ФРАГМЕНТ ТЕКСТА:
==========
Как это чудно – знать, что все дела твои сделаны.
Человек в синей чалме у автобусной остановки на Литейном. У человека длинные черные висячие усы. Он в сапогах. На сапогах – галоши. Человек побывал в Мекке, поклонился Каабе и теперь стоит здесь, на автобусной остановке. Такой представительный человек, в такой экзотической чалме и в таких смешных старомодных галошах.
Вдруг заметил – в романе моем есть нечто от «Идиота» Достоевского. Герой – чуточку князь Мышкин, героиня – немножко Настасья Филипповна, а Ковырякин очень смахивает на Рогожина.
Роман прочитан Сашей Т. Оценка высокая. Сюжет и стиль вполне хороши. Замечания: середина романа слегка пропадает – ей не хватает динамизма, монолог Ковырякина в трактире выпадает – он не связан стилистически со всем остальным, некоторые сюжетные линии слишком рано обрываются – они могли бы протянуться через весь роман.
Запах мандаринов – с раннего детства новогодний запах. Но до Нового года еще целый месяц.
Проза, лишенная прямой речи, хотя бы мысленной речи, непременно оказывается скучной. Проза, лишенная сюжета или иного каркаса, в большинстве случаев оказывается плохо перевариваемой. Пространные тексты тем или иным способом должны быть организованы. (А ведь и я когда-то соблазнялся хаосом.)
Тверь.
Улицы старого города. Низкие деревянные избы в три окна по фасаду. Резные наличники. Скамейки у ворот.
==========
РАБОЧЕЕ ЗАДАНИЕ: Верните из фрагмента выше без изменений всё, что идет от слов «Запах мандаринов –» вниз до слов «когда-то соблазнялся хаосом.)» включительно.

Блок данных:
==========
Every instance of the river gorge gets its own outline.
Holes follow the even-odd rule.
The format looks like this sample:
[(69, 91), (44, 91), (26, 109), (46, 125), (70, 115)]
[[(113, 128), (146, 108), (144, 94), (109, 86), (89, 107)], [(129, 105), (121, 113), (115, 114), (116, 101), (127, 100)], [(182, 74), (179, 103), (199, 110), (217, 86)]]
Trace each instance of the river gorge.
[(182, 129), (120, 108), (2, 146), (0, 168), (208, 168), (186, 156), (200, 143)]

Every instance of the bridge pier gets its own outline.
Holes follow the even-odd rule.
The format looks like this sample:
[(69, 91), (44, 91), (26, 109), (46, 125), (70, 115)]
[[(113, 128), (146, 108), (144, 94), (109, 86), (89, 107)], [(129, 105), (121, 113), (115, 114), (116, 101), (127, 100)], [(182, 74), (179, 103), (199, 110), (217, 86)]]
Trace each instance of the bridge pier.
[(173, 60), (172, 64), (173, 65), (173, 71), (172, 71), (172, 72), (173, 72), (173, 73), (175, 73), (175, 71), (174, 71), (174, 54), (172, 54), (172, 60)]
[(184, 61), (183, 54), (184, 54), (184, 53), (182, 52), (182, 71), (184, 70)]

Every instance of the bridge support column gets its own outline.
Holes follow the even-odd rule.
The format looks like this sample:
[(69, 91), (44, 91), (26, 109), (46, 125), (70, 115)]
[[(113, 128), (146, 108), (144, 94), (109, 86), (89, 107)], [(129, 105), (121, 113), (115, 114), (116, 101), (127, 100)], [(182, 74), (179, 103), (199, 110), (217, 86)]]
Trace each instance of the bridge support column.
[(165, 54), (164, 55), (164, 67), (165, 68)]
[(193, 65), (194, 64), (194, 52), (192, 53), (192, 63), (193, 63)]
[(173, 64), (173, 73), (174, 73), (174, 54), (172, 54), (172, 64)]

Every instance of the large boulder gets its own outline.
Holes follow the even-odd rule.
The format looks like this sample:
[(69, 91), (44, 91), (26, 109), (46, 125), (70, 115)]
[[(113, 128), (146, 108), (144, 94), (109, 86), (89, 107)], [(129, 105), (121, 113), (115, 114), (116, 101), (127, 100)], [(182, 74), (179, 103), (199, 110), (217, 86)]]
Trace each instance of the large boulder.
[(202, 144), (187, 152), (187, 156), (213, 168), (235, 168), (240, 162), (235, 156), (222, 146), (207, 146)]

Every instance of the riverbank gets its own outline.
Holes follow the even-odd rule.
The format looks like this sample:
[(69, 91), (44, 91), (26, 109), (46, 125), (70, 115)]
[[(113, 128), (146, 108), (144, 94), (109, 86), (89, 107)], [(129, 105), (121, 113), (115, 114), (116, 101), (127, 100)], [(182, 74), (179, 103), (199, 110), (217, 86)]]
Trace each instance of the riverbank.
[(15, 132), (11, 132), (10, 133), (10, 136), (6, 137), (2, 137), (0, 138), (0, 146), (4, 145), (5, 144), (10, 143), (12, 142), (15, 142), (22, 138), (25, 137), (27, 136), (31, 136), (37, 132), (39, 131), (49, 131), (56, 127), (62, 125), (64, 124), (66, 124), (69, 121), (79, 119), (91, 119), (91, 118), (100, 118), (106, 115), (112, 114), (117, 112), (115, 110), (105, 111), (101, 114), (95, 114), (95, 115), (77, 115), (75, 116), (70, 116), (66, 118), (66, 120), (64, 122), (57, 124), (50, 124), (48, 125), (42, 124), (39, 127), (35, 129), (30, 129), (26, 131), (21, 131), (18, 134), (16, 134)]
==========
ГОТОВЫЙ ОТВЕТ:
Запах мандаринов – с раннего детства новогодний запах. Но до Нового года еще целый месяц.
Проза, лишенная прямой речи, хотя бы мысленной речи, непременно оказывается скучной. Проза, лишенная сюжета или иного каркаса, в большинстве случаев оказывается плохо перевариваемой. Пространные тексты тем или иным способом должны быть организованы. (А ведь и я когда-то соблазнялся хаосом.)